### EXERCISE DIRECTIONS
Substitute "building front" for "building facade" in the items from the start up to and including the line with "(1257, 220)", changing nothing else. Give back only those lines.

### THE RECORDS

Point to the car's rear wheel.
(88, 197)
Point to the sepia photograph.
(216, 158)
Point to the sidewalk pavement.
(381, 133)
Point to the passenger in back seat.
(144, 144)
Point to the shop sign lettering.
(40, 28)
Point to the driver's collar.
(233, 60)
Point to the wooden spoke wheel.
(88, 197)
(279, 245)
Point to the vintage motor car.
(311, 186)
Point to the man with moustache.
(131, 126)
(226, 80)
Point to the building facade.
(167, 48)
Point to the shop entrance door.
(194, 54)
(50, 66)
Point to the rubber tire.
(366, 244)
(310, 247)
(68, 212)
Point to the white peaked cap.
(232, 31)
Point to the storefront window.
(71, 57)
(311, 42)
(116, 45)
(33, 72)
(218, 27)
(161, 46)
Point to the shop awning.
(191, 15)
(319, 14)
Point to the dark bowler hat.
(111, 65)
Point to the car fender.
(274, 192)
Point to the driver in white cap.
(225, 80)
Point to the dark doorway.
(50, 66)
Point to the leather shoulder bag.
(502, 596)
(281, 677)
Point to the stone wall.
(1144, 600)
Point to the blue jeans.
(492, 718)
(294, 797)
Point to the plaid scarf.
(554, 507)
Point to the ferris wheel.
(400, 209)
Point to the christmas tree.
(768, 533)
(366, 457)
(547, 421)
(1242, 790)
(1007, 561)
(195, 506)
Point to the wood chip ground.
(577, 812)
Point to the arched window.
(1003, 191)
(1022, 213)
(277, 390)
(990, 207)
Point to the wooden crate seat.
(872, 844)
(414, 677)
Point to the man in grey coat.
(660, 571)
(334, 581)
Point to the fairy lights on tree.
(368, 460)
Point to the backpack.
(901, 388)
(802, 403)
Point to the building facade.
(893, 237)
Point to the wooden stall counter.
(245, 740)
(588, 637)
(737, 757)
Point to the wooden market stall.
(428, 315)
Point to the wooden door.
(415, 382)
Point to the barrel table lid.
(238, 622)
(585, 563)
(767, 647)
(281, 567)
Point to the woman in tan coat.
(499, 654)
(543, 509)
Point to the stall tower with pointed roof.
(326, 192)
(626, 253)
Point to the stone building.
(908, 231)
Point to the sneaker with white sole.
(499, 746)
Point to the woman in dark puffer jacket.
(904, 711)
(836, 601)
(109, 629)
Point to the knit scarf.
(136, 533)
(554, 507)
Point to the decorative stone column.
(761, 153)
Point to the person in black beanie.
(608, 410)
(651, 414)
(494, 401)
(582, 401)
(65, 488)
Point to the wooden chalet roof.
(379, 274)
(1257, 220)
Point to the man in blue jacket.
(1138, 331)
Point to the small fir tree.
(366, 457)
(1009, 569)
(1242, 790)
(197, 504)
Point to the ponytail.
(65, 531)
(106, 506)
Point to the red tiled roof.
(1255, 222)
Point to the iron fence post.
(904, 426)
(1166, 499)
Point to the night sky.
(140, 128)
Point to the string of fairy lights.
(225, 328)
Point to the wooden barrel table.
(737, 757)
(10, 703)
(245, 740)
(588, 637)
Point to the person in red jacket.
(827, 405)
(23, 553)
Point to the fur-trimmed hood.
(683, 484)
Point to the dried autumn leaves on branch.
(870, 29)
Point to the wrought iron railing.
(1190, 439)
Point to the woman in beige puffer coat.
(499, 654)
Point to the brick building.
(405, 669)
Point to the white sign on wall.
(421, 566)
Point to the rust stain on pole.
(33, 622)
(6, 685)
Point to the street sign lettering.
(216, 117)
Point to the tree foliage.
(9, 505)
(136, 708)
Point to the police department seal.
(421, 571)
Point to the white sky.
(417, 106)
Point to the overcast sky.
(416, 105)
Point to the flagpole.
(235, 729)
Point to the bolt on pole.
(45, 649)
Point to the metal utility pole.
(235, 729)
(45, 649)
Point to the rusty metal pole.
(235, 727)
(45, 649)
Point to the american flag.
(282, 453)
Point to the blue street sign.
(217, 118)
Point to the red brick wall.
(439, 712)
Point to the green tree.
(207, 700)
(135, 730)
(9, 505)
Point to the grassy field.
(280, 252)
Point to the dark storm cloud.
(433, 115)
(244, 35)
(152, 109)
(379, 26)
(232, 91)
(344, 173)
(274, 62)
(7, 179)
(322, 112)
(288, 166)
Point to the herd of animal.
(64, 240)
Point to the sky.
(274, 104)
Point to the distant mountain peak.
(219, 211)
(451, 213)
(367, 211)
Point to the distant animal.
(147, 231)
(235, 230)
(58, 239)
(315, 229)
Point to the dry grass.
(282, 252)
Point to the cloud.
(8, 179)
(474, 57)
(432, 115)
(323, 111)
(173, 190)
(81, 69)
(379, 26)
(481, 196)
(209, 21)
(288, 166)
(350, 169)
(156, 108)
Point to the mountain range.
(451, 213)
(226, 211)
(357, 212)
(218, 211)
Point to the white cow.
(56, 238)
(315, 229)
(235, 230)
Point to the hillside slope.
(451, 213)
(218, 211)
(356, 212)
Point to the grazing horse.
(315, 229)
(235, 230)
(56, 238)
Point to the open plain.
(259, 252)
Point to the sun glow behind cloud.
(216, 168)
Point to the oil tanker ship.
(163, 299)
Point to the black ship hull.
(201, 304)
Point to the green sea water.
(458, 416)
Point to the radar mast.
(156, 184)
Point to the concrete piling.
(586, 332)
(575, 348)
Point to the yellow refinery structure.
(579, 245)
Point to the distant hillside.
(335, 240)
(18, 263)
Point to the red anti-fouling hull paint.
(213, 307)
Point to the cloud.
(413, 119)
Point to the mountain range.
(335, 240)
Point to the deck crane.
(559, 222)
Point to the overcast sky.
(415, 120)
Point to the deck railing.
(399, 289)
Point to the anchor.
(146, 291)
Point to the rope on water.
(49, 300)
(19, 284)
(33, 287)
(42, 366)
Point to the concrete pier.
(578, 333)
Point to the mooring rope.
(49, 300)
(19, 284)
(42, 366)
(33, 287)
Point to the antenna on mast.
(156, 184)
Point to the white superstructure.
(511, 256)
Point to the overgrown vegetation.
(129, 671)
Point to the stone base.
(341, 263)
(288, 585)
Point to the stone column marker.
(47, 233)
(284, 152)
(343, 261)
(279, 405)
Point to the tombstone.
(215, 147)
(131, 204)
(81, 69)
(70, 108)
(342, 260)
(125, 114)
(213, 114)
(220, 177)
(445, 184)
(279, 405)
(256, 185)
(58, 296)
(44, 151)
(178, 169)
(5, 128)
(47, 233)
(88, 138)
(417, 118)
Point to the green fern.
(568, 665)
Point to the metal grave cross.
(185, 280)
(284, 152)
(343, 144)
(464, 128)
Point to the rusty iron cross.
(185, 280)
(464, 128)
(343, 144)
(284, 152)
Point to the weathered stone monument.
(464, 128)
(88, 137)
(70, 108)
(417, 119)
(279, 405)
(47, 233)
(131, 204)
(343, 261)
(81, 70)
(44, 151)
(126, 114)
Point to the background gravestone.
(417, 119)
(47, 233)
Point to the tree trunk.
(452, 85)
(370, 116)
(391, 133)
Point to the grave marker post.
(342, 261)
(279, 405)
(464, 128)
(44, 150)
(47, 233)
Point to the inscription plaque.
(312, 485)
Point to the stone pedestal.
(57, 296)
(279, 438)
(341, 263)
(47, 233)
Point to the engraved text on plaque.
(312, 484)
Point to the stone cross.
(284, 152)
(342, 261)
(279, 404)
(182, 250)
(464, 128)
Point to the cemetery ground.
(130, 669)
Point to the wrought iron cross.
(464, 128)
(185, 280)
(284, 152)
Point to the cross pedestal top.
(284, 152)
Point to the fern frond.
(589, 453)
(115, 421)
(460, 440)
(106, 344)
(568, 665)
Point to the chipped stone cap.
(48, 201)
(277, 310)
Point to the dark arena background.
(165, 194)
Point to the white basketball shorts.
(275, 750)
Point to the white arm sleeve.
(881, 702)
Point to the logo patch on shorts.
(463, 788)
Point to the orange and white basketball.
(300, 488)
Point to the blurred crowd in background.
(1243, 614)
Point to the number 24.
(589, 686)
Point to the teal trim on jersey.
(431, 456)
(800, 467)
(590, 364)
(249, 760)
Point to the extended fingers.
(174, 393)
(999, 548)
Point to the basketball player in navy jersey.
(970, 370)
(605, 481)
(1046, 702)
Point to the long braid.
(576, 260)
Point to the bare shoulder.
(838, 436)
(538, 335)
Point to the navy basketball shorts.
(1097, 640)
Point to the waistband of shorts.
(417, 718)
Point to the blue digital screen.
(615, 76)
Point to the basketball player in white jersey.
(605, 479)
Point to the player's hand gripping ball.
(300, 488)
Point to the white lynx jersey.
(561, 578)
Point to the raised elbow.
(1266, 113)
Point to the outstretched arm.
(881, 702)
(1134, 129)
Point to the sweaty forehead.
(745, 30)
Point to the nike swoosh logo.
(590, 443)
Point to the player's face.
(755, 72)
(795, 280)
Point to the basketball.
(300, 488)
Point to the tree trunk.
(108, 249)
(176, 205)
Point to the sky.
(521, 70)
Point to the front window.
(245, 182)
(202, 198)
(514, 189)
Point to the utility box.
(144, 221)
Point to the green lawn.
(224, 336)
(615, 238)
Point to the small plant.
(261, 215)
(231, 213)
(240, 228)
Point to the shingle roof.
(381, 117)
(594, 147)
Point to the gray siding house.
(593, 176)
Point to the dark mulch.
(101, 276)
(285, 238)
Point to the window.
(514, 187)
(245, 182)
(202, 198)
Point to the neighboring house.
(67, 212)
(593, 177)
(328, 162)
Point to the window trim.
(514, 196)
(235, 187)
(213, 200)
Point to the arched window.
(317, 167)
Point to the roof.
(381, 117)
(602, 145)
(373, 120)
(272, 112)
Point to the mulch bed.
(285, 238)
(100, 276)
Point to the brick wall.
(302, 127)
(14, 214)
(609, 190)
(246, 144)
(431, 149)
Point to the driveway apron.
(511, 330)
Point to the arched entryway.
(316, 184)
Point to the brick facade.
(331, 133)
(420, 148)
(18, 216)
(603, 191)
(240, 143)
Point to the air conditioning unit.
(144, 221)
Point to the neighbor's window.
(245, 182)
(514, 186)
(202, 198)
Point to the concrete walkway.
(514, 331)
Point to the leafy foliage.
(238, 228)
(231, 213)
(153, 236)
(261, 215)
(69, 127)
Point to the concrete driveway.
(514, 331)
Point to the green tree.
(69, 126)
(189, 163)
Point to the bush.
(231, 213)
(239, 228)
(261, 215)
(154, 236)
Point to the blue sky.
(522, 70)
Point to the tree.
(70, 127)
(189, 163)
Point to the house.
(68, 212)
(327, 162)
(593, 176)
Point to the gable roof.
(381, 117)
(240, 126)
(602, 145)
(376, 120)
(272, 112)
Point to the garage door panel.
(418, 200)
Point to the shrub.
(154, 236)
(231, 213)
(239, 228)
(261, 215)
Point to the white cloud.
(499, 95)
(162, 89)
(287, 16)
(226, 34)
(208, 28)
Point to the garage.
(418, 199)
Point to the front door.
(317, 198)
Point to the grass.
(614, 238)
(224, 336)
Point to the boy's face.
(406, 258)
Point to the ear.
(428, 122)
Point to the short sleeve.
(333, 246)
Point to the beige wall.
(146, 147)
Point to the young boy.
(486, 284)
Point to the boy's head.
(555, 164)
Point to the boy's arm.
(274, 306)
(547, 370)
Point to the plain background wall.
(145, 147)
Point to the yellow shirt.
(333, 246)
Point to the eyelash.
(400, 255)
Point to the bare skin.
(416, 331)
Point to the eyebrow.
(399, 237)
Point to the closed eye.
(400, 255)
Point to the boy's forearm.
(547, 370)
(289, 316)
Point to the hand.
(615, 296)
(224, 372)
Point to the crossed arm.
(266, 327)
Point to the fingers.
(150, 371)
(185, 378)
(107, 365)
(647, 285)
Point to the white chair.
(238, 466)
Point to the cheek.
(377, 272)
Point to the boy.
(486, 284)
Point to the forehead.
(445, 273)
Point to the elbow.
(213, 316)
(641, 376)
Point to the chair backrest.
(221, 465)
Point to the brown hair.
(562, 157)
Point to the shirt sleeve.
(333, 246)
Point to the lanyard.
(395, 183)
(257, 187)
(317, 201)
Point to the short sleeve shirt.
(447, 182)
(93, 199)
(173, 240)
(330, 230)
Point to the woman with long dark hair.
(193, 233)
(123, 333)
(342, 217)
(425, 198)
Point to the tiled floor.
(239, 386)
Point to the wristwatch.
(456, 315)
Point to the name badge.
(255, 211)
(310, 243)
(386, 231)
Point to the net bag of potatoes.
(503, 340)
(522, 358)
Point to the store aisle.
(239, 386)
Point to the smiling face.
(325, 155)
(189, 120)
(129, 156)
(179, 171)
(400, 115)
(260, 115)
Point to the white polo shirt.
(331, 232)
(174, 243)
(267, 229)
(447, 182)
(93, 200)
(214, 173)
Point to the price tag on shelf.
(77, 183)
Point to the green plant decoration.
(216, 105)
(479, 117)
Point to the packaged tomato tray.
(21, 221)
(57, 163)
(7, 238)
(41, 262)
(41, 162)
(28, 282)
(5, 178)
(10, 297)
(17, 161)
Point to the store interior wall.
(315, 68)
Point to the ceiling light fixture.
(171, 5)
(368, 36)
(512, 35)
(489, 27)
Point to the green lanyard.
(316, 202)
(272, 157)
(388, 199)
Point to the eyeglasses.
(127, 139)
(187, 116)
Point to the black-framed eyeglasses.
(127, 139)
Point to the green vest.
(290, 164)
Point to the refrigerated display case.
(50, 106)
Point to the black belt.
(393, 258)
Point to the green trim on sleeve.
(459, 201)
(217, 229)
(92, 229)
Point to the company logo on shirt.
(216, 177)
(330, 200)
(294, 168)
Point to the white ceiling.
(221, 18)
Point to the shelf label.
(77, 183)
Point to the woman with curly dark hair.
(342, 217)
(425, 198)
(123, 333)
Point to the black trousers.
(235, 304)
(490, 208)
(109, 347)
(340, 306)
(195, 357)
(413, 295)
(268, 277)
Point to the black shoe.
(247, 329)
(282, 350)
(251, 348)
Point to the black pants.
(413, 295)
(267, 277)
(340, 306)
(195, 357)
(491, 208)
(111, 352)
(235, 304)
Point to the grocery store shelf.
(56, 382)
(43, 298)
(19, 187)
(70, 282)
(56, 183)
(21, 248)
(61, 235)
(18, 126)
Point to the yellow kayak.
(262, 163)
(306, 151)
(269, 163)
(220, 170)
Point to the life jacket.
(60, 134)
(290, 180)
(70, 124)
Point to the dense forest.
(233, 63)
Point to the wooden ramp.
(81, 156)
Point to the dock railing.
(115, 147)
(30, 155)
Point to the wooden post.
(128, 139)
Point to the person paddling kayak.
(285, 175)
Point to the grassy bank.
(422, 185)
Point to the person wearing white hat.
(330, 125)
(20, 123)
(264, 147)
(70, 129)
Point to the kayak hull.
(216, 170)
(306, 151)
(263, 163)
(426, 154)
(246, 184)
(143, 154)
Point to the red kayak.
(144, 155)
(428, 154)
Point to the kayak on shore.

### FULL OUTPUT
Point to the car's rear wheel.
(88, 197)
Point to the sepia photograph.
(216, 158)
Point to the sidewalk pavement.
(381, 133)
Point to the passenger in back seat.
(144, 144)
Point to the shop sign lettering.
(40, 28)
Point to the driver's collar.
(233, 60)
Point to the wooden spoke wheel.
(88, 197)
(279, 245)
Point to the vintage motor car.
(311, 186)
Point to the man with moustache.
(131, 126)
(226, 80)
Point to the building front.
(167, 48)
Point to the shop entrance door.
(194, 54)
(50, 66)
Point to the rubber tire.
(366, 244)
(310, 247)
(68, 212)
Point to the white peaked cap.
(232, 31)
Point to the storefront window.
(71, 57)
(311, 42)
(116, 45)
(33, 72)
(218, 27)
(161, 46)
Point to the shop awning.
(191, 15)
(319, 14)
Point to the dark bowler hat.
(111, 65)
Point to the car fender.
(274, 192)
Point to the driver in white cap.
(225, 80)
Point to the dark doorway.
(50, 66)
Point to the leather shoulder bag.
(502, 596)
(281, 677)
Point to the stone wall.
(1144, 600)
Point to the blue jeans.
(492, 718)
(294, 797)
Point to the plaid scarf.
(554, 507)
Point to the ferris wheel.
(400, 209)
Point to the christmas tree.
(768, 533)
(366, 457)
(547, 421)
(1242, 790)
(1007, 561)
(195, 506)
Point to the wood chip ground.
(577, 812)
Point to the arched window.
(1003, 191)
(1022, 213)
(277, 390)
(990, 207)
Point to the wooden crate seat.
(872, 844)
(414, 677)
Point to the man in grey coat.
(660, 571)
(334, 581)
Point to the fairy lights on tree.
(368, 460)
Point to the backpack.
(901, 388)
(802, 403)
Point to the building front.
(893, 237)
Point to the wooden stall counter.
(245, 740)
(588, 637)
(737, 757)
Point to the wooden market stall.
(428, 315)
Point to the wooden door.
(415, 382)
Point to the barrel table lid.
(238, 622)
(585, 563)
(767, 647)
(281, 567)
Point to the woman in tan coat.
(499, 654)
(543, 509)
Point to the stall tower with pointed roof.
(326, 192)
(626, 253)
Point to the stone building.
(908, 231)
Point to the sneaker with white sole.
(499, 746)
Point to the woman in dark puffer jacket.
(904, 711)
(836, 601)
(109, 629)
Point to the knit scarf.
(136, 533)
(554, 507)
Point to the decorative stone column.
(761, 153)
Point to the person in black beanie.
(608, 410)
(651, 414)
(494, 401)
(582, 401)
(65, 488)
Point to the wooden chalet roof.
(379, 274)
(1257, 220)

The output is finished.